__WHAT YOU NEED TO DO__
[1] In the forum post about the Magnetic Fields, reproduce the passage verbatim, starting at "I don't agree" and ending at "fragility and hopelessness.".
[2] According to the forum post about the Magnetic Fields, what do the cliched statements in the song reinforce?

__SOURCE EXCERPT__
┌────────

SQUARECOATS (plsmith), Friday, 16 June 2006 15:41 (nineteen years ago)

when I say his songs are "unambiguous" I mean to say that the meaning is relatively clear. (for example, its a love song and the character feels bitter about being dumped, etc.) its not a pixies song where it could be about x, y, or z depending on what clues you stick too.

Personally, my appreciation of the Magnetic Fields has nothing to do with viewing the songs as sincere or not. I take it for granted that they're (and, by default, he's) not. As such, I like his songs that are more purely bitter and cynical. I think they are more honest since they more accurately fit his worldview. The fact that his statements of emotion and sentiment come off as cliches (and everyone seems to agree on that) but only take on new meaning when juxtaposed with the more bitter and scathing feelings, supports that view. So I guess I don't buy the sentiment in Merritt's songs. I don't believe any of the characters he creates are capable of love. And that's why I don't particularly like that song.

I don't really know enough about his world view to comment on that, so I won't go there. however, you seem to contradict yourself here. if you don't care whether or not the song is sincere, then why do have a problem with believing the characters in this song or not.

his statements of emotion and sentiment come off as cliches (and everyone seems to agree on that) but only take on new meaning when juxtaposed with the more bitter and scathing feelings,

I don't agree at all. he USES cliches in his songs. that much is true, but that's not the same as being cliched, which you seem to be implying. he's both making fun of the cliche and using it for a different purpose. as I mentioned above the cliched statements in this song reinforce a sense of fragility and hopelessness.

└────────

__DATA SECTION__

┌────────

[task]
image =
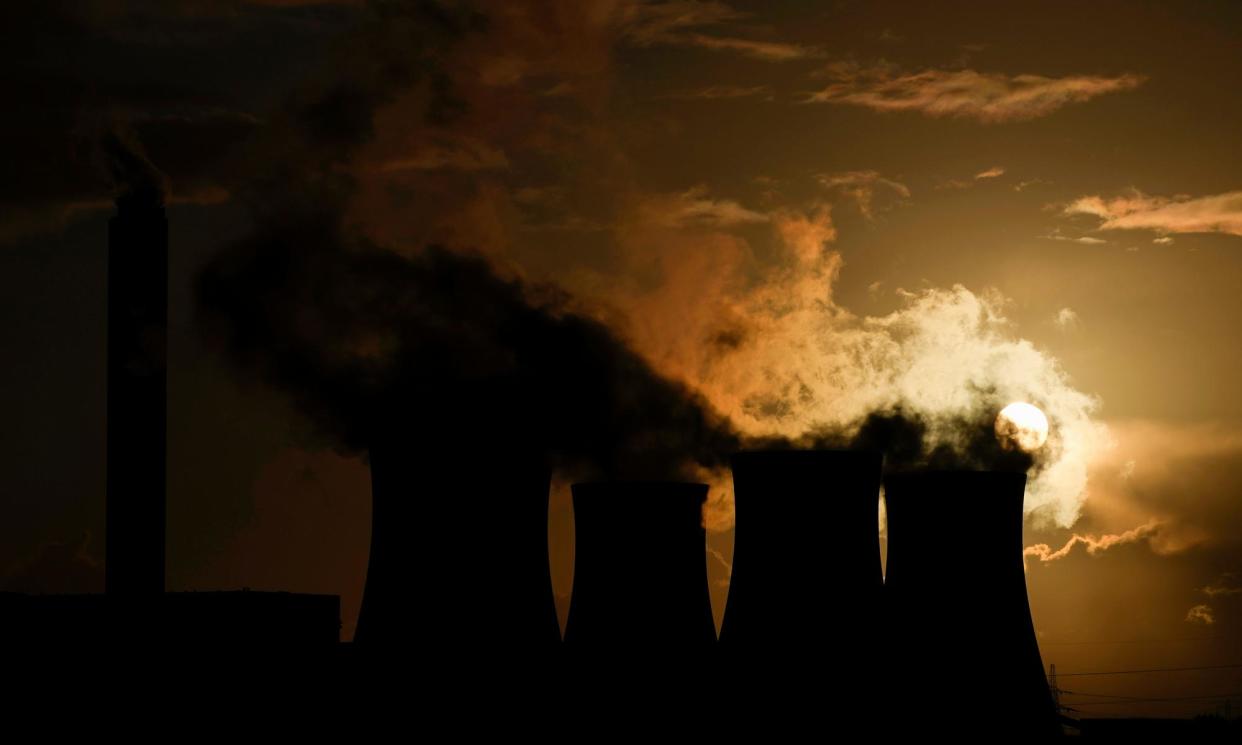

└────────

__OUTPUTS__
[1]
I don't agree at all. he USES cliches in his songs. that much is true, but that's not the same as being cliched, which you seem to be implying. he's both making fun of the cliche and using it for a different purpose. as I mentioned above the cliched statements in this song reinforce a sense of fragility and hopelessness.

[2] A sense of fragility and hopelessness.